• **DOCUMENT EXTRACT**:

-------

Peel the apple and remove some of the core from the bottom. (Parents) To carve the animal's face, cut two holes for the eyes, slice two triangle flaps for the ears, cut a deep "X" for the nose and mouth, and some shallow slits for whiskers. Soak the apple in the lemon juice for about 15 minutes, then remove to a paper towel to dry. Insert cloves into the eye holes. Push the pencil into the bottom of the apple, and set it in a jar to dry. To hasten drying process, a food dehydrator works great! As the apple dries, lift the ears so they dry upright. When the head has dried, use the glove and felt scraps to make the body. Glue on markings and paws. Cut off the middle finger of the glove, and drop the pencil through it, with the head attached. Have the child grab the pencil with their 3 middle fingers, while using the thumb and pinkie for the animal's forelegs. ( Discuss the habits of different animals during the winter months. Explain why we leave bird food and other tidbits out for our winged and furry brothers.)
Woodsy Flower Vase
Materials:
- ¼ inch diameter sticks,
- scissors,
- an empty plastic (p-butter) jar,
- 2 thick rubber bands,
- ribbon,
- glue,
- pine cones.
Break or snip sticks to about 1in. longer than jar. Place rubber bands around jar, 1in. from top and 1in. from bottom. Tuck the sticks under the rubber bands, placing them together as close as possible. Once the jar is surrounded by sticks, push the rubber bands to the center of the jar and cover with autumn colored ribbon. Ribbon can be tied into a bow. Glue on a few pine cones and fill the vase with flowers. (While hiking and looking for sticks, explain why fallen sticks are more Earth friendly, but if live branches are needed, to take only what is needed and thank tree for gift.)

-------

(Collected data entries)
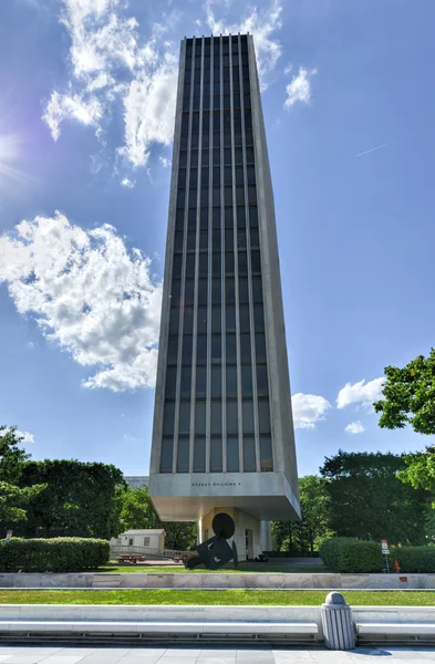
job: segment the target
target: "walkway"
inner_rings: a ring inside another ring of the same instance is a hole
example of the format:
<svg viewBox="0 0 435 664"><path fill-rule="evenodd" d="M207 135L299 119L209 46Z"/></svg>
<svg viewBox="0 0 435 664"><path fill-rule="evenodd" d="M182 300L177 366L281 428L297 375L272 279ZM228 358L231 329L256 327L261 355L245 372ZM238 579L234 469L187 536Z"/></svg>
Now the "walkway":
<svg viewBox="0 0 435 664"><path fill-rule="evenodd" d="M435 663L435 649L367 649L331 652L313 649L155 649L155 647L39 647L0 645L7 664L389 664Z"/></svg>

-------

• **WORK INSTRUCTIONS**:
[A] Repeat from the craft instructions the passage running from "Woodsy Flower Vase" up to and including "- pine cones.".
[B] Decide whether each statement below agrees with the craft instructions. Answer yes or no for each, and quote the words that decide it. (i) The peeled apple is soaked in lemon juice for about 15 minutes. (ii) The rubber bands are placed around the jar 2 inches from the top. (iii) The sticks for the vase should be about 1 inch longer than the jar.

• **SOLVED PROBLEMS**:
[A]
Woodsy Flower Vase
Materials:
- ¼ inch diameter sticks,
- scissors,
- an empty plastic (p-butter) jar,
- 2 thick rubber bands,
- ribbon,
- glue,
- pine cones.

[B]
(i) Yes: "Soak the apple in the lemon juice for about 15 minutes"
(ii) No: "Place rubber bands around jar, 1in. from top and 1in. from bottom."
(iii) Yes: "Break or snip sticks to about 1in. longer than jar."